__Source extract__:
——————
During that time there was a lot of chatter on the “Hibbing Parents Against Mandates” Facebook page (which now boasts more than 600 members) from parents saying they would enroll their students in other districts.

Holmes said he has six kids living “under his roof” at the moment and that he and his wife enrolled four of them in the Chisholm School District but two remain in Hibbing.

Aldrich said enrollment was not significantly impacted as a result of requiring masks.

“Some students chose to attend elsewhere because of masking, and some students open-enrolled into the Hibbing District because we are masking. The number was under 20 coming in and/or out,” Aldrich said.

He also added that staff and students have been supportive of the requirement.

“Our goal is to remain in-person, which we have been able to do. The option of masks or shields has given options to students and staff. Also, we have accepted face covering exemptions, from a doctor, for those that qualify,” he said.

As far as when or if the mask requirement will be lifted, Aldrich said the school board approved the Face Covering Resolution that outlines the process for change.
——————
__Recorded information__:
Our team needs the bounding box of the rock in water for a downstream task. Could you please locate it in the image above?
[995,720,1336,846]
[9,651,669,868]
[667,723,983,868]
——————
__List of tasks__:
• 1. Check each statement against the article on the Hibbing school mask requirement and answer yes or no, quoting the exact words from the article that decide it.
(a) Holmes and his wife enrolled all six of the children living with them in the Chisholm School District.
(b) Aldrich put the number of students moving into or out of the district over masking at under 20.
(c) The "Hibbing Parents Against Mandates" Facebook page has more than 600 members.
• 2. Continue the article on the Hibbing school mask requirement, starting after its final sentence.

__Outputs by task__:
• 1.
(a) No: "he and his wife enrolled four of them in the Chisholm School District but two remain in Hibbing."
(b) Yes: "The number was under 20 coming in and/or out"
(c) Yes: "which now boasts more than 600 members"

• 2.
It reads: "The health and safety measures selected and implemented by the Superintendent shall continue in effect unless and until the School Board, in consultation with the Superintendent and appropriate school district staff and public health officials, deems it in the best interest of the School District and its students to implement different health and safety measures."

“I'm hopeful that if our local numbers continue to drop, and vaccination becomes available for all of our students, that masking will be re-evaluated,” Aldrich said. “We would rely on recommendations from local public health, and other health professionals when making a change.”